Dataset excerpt:

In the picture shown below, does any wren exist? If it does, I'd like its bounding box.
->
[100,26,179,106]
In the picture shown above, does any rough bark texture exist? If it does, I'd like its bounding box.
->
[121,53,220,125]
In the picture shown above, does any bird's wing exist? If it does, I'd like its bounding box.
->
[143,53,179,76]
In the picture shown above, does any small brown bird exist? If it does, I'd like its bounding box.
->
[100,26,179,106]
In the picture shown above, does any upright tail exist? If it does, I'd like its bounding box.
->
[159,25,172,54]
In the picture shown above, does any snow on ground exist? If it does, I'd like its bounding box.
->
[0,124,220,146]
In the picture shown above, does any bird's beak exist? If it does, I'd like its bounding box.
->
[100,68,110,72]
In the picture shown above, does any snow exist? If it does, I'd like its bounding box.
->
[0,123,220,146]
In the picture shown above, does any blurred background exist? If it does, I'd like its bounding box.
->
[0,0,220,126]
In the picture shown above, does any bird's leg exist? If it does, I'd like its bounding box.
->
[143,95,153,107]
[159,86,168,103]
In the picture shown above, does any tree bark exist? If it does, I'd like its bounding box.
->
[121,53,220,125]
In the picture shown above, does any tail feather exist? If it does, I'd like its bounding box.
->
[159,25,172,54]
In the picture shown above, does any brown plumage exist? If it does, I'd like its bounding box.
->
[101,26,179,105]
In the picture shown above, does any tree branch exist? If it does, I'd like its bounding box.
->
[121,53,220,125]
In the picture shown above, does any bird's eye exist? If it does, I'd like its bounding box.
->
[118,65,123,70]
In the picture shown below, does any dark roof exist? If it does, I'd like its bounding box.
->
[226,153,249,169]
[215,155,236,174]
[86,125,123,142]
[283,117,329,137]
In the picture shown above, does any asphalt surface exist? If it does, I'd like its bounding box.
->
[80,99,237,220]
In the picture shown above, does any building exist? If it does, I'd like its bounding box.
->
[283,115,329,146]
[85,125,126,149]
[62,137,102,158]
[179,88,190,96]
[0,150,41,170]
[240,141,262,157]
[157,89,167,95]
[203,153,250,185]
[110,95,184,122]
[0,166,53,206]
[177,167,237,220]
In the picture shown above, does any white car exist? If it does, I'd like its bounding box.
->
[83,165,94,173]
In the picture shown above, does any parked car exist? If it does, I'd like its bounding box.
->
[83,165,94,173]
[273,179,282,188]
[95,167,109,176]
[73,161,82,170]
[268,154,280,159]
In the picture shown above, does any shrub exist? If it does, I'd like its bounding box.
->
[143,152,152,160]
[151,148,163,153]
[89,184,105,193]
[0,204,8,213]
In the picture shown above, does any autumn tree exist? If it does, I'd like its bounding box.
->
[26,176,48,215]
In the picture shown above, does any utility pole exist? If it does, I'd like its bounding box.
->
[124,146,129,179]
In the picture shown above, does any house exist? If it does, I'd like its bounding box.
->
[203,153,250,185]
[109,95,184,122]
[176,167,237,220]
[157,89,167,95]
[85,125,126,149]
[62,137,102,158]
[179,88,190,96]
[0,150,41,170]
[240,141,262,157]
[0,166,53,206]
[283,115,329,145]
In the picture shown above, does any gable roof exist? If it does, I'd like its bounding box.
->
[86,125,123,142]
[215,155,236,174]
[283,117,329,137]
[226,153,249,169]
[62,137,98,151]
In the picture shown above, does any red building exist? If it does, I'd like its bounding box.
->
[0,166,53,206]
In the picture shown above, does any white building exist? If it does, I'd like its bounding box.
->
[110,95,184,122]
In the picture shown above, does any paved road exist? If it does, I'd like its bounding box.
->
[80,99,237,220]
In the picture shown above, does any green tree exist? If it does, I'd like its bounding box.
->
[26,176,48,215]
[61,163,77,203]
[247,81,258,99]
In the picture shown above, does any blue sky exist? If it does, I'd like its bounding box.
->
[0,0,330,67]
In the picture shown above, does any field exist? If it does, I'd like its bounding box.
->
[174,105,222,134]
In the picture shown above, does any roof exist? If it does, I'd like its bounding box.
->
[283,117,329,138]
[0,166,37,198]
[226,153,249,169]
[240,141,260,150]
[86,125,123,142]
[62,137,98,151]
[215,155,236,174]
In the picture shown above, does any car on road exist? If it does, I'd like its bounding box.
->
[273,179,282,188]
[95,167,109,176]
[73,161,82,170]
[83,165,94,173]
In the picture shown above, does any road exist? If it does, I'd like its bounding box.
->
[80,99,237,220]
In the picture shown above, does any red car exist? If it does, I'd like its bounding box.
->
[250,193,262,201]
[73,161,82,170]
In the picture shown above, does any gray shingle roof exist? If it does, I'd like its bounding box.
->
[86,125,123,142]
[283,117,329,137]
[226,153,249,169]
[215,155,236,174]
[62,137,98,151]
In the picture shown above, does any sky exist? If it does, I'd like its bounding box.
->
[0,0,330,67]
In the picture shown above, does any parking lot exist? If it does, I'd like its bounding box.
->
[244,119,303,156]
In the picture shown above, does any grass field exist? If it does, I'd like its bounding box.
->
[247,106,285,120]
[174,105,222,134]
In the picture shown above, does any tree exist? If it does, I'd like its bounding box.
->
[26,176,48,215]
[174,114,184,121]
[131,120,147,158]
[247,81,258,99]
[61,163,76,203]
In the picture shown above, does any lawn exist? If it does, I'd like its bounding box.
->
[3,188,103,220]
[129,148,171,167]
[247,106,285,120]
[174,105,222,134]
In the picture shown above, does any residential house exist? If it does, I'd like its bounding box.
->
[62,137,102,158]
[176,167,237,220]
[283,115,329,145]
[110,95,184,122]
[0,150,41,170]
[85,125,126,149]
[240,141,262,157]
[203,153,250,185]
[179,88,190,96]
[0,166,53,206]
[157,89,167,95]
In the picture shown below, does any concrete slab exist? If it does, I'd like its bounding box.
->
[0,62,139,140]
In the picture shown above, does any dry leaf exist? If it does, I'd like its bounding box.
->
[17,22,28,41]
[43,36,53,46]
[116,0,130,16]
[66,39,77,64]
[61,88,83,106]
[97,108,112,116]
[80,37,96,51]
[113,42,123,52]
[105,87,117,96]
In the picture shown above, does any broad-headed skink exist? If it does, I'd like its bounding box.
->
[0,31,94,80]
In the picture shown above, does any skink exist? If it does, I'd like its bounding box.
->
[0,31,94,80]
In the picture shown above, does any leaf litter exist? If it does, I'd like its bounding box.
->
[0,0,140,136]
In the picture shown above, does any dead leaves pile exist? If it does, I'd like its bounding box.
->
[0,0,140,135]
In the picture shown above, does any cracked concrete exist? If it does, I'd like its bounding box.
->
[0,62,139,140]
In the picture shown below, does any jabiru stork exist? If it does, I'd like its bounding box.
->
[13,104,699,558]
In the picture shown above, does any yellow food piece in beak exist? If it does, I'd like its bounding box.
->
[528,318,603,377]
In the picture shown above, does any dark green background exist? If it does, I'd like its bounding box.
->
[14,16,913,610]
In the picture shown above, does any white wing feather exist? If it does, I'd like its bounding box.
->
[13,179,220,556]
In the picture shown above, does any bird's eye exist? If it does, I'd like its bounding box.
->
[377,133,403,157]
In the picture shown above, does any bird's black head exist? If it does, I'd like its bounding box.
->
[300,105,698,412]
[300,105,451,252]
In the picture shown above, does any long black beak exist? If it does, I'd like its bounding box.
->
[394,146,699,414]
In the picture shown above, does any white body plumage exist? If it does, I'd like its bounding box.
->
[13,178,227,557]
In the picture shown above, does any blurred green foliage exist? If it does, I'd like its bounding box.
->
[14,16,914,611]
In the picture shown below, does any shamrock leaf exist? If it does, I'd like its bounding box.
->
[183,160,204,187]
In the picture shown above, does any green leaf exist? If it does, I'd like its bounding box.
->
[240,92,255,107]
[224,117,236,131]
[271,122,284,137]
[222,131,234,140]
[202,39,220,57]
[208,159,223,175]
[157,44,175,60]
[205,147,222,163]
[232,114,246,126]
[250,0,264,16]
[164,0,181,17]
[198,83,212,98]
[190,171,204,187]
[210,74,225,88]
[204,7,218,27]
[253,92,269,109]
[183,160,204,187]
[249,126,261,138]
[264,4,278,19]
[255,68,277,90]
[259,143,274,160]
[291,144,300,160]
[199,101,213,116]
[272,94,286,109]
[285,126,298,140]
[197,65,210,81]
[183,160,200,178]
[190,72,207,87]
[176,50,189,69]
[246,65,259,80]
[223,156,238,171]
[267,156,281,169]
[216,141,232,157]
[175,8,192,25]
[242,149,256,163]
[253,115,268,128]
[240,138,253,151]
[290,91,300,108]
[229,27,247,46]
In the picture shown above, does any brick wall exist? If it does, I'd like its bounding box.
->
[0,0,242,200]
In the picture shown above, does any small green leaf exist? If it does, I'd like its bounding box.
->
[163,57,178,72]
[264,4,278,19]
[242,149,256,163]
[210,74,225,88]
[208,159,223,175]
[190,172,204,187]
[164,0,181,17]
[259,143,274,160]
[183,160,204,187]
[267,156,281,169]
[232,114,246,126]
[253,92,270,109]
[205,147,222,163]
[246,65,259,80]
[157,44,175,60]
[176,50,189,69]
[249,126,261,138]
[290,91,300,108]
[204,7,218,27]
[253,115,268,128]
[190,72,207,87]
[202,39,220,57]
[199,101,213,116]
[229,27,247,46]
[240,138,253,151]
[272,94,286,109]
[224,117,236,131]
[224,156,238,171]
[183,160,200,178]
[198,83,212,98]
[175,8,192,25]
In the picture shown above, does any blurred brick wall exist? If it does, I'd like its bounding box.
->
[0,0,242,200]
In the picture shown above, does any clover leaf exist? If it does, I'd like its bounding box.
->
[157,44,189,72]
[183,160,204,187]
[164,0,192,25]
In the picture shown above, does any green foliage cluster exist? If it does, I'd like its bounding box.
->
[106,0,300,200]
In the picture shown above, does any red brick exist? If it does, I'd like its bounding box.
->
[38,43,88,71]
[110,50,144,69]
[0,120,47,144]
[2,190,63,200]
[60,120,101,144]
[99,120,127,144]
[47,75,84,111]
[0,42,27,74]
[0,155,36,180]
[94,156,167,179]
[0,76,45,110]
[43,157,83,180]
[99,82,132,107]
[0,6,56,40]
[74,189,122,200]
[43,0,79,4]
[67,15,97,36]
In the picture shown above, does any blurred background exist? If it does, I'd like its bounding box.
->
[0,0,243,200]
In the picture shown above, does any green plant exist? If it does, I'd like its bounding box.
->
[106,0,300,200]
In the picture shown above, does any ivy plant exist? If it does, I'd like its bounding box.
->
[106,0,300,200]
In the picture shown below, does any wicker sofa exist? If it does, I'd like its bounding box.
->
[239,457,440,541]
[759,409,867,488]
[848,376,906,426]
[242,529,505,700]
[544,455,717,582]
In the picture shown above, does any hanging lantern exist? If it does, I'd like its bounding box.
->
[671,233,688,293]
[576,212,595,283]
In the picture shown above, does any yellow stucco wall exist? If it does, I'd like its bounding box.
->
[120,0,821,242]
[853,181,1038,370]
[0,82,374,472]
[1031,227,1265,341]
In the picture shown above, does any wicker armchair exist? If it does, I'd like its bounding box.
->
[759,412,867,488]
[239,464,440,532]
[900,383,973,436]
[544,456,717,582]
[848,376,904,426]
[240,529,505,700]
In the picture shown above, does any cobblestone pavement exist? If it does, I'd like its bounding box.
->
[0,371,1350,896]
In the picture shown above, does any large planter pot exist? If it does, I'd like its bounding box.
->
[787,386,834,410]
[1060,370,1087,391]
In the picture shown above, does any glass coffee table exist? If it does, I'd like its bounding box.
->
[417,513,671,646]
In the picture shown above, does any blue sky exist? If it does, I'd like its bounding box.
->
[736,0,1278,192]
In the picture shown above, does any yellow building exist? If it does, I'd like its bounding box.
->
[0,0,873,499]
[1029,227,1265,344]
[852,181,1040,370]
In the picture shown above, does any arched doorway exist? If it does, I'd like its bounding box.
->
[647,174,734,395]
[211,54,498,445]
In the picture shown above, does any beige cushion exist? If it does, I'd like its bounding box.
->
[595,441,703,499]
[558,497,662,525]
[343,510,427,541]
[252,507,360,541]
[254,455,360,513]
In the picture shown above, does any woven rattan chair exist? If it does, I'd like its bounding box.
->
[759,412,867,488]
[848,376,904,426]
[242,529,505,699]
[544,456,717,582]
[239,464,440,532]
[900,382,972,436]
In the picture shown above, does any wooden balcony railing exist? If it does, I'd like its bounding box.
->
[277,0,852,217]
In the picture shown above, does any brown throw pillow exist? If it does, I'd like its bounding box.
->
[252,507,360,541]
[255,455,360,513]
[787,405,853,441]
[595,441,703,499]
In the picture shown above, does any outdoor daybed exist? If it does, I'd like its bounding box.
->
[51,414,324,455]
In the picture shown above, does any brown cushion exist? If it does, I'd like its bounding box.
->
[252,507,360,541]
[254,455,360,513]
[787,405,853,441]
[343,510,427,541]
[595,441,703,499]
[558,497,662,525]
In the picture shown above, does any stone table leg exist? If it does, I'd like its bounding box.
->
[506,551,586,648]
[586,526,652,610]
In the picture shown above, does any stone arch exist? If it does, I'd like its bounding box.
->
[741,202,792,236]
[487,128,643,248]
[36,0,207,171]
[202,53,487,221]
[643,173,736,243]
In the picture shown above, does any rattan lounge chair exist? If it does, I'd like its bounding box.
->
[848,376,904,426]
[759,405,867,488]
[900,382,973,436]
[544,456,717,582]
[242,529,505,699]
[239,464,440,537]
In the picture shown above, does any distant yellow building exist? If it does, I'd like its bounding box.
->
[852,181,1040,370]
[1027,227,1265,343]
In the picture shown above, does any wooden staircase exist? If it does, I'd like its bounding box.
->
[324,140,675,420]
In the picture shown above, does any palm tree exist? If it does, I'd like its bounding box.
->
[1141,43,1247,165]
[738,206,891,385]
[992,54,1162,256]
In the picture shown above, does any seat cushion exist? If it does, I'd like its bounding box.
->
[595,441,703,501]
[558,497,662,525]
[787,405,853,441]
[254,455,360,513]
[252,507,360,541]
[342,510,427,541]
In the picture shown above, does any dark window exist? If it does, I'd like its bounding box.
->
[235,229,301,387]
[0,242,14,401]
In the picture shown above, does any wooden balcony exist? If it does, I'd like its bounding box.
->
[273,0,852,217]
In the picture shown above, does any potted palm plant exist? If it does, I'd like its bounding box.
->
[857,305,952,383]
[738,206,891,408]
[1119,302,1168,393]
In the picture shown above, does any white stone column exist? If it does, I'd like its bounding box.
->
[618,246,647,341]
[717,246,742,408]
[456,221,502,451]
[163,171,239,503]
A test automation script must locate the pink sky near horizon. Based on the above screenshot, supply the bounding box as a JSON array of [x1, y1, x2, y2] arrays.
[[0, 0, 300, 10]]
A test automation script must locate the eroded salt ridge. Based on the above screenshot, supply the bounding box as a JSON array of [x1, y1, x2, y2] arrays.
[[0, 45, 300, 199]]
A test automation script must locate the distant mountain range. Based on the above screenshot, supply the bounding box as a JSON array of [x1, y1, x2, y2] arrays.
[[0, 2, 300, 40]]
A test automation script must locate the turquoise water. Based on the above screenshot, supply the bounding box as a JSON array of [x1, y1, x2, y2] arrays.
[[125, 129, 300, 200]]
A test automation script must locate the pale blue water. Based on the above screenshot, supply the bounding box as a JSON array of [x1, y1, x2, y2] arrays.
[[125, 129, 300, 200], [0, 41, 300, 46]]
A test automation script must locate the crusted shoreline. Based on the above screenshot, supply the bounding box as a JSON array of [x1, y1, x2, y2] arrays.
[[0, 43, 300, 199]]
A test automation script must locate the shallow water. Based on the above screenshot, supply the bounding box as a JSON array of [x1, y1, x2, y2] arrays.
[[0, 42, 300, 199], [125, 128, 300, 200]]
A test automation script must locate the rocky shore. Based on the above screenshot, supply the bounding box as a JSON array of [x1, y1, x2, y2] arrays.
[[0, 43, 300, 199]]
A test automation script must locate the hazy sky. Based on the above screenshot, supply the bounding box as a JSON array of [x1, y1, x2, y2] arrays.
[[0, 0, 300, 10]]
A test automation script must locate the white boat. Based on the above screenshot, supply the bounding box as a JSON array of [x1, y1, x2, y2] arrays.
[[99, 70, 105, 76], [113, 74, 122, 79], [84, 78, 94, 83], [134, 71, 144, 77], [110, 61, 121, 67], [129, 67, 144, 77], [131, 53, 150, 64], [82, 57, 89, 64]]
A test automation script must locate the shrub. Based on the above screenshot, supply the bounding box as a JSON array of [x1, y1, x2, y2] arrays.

» What is expected
Change "wooden balcony" to "timber balcony" in the listing lines that begin at the line containing "In the picture shown above, does any dark window" and end after the line containing "[[125, 129, 300, 200]]". Give back only those lines, with everything else unchanged.

» Solved problem
In the picture shown above, does any dark window exist? If it does, I'd like its bounding box.
->
[235,229,301,387]
[0,242,14,401]
In the picture shown above, does any timber balcony exist? If it does, I'd like its bounding box.
->
[273,0,852,217]
In the picture shown above, does any potted palm plant exist? If it does, I'd like its bounding box.
->
[857,305,952,383]
[738,206,891,408]
[1119,302,1168,393]
In the picture shown above, does any white stone column exist? If it does, I'd like its bounding box.
->
[618,246,647,341]
[717,246,742,408]
[456,221,502,451]
[163,171,239,503]
A test automation script must locate the pink sky near horizon. Based on the above screenshot, supply the bounding box as a JSON array of [x1, y1, x2, y2] arrays.
[[0, 0, 300, 10]]
A test automation script must locate the eroded salt ridge. Based on the above screenshot, supply the bounding box as a JSON array of [x1, y1, x2, y2] arrays.
[[0, 45, 300, 199]]
A test automation script must locate the distant mountain range. Based on the above screenshot, supply the bounding box as a JSON array of [x1, y1, x2, y2] arrays.
[[0, 2, 300, 40]]
A test automation script must locate the turquoise water. Based on the above screenshot, supply the bounding box as a JSON array of [x1, y1, x2, y2] arrays.
[[125, 129, 300, 200]]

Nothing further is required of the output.